─── Reading text

During high school I was the annoying, or at least I think my teachers thought so, student who kept asking questions in class; I had a curiosity to learn and find out more. When deciding on a university degree, it seemed natural for me to continue my interest in science where I could find answers to my questions. After my undergraduate program I discovered this fascinating place called the “Centre for Sleep Research” and the rest as they say is history!
My vision is to see how improving sleep can be used as a means to improve health and waking functions across a range of illnesses and not just sleep disorders. If sleep can be improved, not just for patients with diagnosed sleep disorders but for all people, recovery from illness and medical conditions could also improve.
Dr Paech is the Senior Sleep Scientist in the Adult Sleep Laboratory, John Hunter Hospital where she works to oversee and coordinate research projects relating to circadian rhythms, sleep and sleep medicine. Dr Paech received her PhD in 2014 from the University of South Australia after which she moved to the USA to undertake two postdoctoral fellowships. In the first at Washington State University in Spokane, she investigated the effects of sleep loss on cognitive performance tasks. At Rush University Medical College in Chicago, she studied the effects of a shifted sleep-wake schedule on the sleep and performance of African-Americans and European-Americans.

──────

Exercise requirements -
- A) In the profile of the sleep scientist, why did choosing a science degree at university seem natural? Answer in one to three sentences.
- B) According to the profile of the sleep scientist, which university awarded Dr Paech her PhD, and in what year?
- C) Repeat the part of the profile of the sleep scientist between "My vision is" and "could also improve.", inclusive.

─── Record excerpts

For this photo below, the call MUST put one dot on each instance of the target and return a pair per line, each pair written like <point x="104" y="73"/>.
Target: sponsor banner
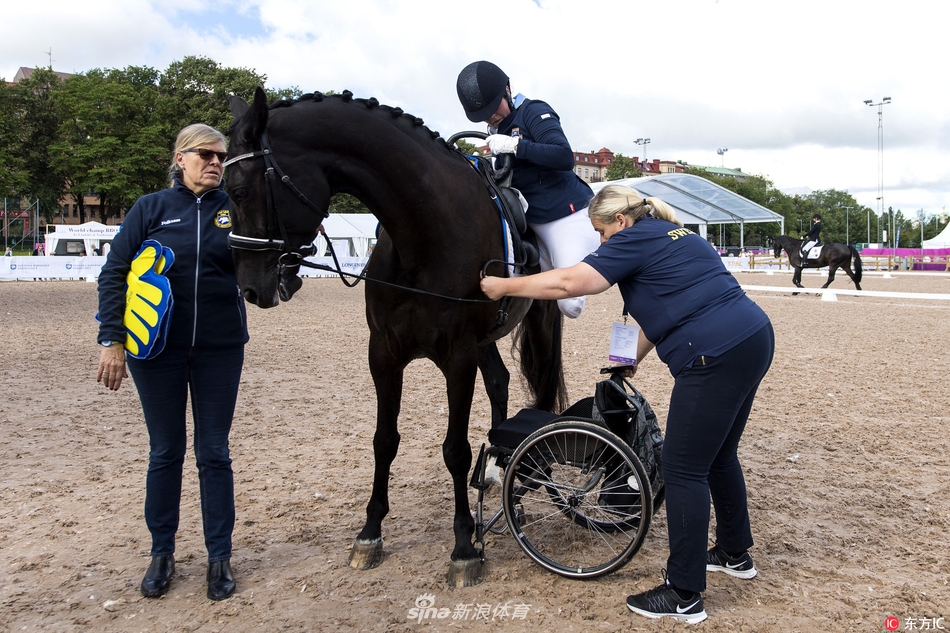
<point x="349" y="265"/>
<point x="50" y="267"/>
<point x="88" y="267"/>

──────

Solutions in order -
- A) Choosing a science degree seemed natural because it continued an interest in science. Science was a field where answers to the many questions asked in class could be found.

- B) The University of South Australia awarded it in 2014.

- C)
My vision is to see how improving sleep can be used as a means to improve health and waking functions across a range of illnesses and not just sleep disorders. If sleep can be improved, not just for patients with diagnosed sleep disorders but for all people, recovery from illness and medical conditions could also improve.